→ SHORT EXERCISE: Copy out the following material line for line, keeping every word, number, and punctuation mark unchanged.

→ RECORDS:
^^^^

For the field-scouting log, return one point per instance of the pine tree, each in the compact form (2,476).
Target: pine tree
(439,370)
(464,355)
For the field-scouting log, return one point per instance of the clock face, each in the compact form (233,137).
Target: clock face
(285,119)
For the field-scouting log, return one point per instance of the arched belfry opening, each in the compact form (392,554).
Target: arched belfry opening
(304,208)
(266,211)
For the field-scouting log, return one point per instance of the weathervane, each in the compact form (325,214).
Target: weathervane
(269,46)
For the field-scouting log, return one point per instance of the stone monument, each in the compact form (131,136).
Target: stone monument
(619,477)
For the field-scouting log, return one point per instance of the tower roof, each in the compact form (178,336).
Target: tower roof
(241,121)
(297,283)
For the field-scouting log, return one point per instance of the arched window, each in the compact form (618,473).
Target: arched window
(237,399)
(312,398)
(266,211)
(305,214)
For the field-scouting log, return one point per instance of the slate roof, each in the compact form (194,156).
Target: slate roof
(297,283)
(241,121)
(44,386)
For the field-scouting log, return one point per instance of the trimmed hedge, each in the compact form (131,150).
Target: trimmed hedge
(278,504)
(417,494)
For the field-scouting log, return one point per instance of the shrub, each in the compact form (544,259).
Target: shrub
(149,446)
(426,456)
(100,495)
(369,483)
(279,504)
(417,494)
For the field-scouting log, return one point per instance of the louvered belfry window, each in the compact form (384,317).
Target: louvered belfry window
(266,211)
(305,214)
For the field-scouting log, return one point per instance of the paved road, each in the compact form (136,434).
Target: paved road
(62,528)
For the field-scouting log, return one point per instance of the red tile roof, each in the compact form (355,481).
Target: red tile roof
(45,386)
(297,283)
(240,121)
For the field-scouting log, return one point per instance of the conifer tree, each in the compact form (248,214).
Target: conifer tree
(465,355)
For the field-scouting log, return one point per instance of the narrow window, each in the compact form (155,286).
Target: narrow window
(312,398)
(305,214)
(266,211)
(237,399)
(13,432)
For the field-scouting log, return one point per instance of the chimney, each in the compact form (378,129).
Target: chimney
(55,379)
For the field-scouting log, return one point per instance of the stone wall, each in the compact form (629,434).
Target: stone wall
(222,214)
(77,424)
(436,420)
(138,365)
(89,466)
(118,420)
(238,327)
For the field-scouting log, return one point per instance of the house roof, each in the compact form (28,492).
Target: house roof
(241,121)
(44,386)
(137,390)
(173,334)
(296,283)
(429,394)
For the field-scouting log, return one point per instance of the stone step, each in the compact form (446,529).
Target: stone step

^^^^

→ EXERCISE SOLUTION:
For the field-scouting log, return one point per instance of the pine tree, each in the compact form (2,476).
Target: pine tree
(439,370)
(464,355)
For the field-scouting log, return one point per instance of the clock face, each in the compact form (233,137).
Target: clock face
(285,119)
For the field-scouting log, return one point per instance of the arched belfry opening, each in the compact form (392,554).
Target: arched belfry opening
(304,208)
(266,211)
For the field-scouting log, return one point per instance of the weathervane, each in the compact form (325,214).
Target: weathervane
(269,46)
For the field-scouting log, return one point per instance of the stone monument, each in the compact form (131,136).
Target: stone monument
(619,477)
For the field-scouting log, return one point per instance of the tower roof, each in the compact form (178,336).
Target: tower roof
(241,121)
(297,283)
For the field-scouting log, return one point per instance of the arched window, each in the compact form (618,473).
Target: arched window
(237,399)
(312,398)
(266,211)
(305,214)
For the field-scouting log, return one point per instance of the slate roof, each in the compact form (194,156).
Target: slate roof
(297,283)
(241,121)
(44,386)
For the field-scouting log, return one point per instance of the trimmed hedge, each in the compact form (131,150).
Target: trimmed hedge
(278,504)
(417,494)
For the field-scouting log, return one point per instance of the shrub, each in the compact form (544,259).
Target: shrub
(149,446)
(426,456)
(100,495)
(369,483)
(279,504)
(417,494)
For the field-scouting log, return one point per instance of the louvered belfry window, each in the compact form (384,317).
Target: louvered belfry window
(266,211)
(305,214)
For the field-scouting log, return one point per instance of the paved road, each in the compact form (136,434).
Target: paved road
(62,528)
For the field-scouting log, return one point per instance of the red tile roof, each in the compact form (355,481).
Target: red tile roof
(45,386)
(297,283)
(240,121)
For the field-scouting log, return one point per instance of the conifer tree, each in the compact form (248,214).
Target: conifer tree
(465,355)
For the field-scouting log, return one point per instance of the narrow window, each in the compact form (155,286).
Target: narrow window
(312,398)
(305,214)
(266,211)
(237,399)
(13,432)
For the field-scouting log, return one point per instance of the chimney, each in the compact form (378,129).
Target: chimney
(55,379)
For the field-scouting log, return one point per instance of the stone wall, each in the compact form (629,434).
Target: stone wall
(222,214)
(77,424)
(436,420)
(138,365)
(89,466)
(118,420)
(238,327)
For the field-scouting log, return one point per instance of the house roof, each in the compact form (28,492).
Target: house roof
(241,121)
(44,386)
(137,390)
(173,334)
(296,283)
(429,394)
For the field-scouting log, return one point per instance of the stone step, each in the compact form (446,529).
Target: stone step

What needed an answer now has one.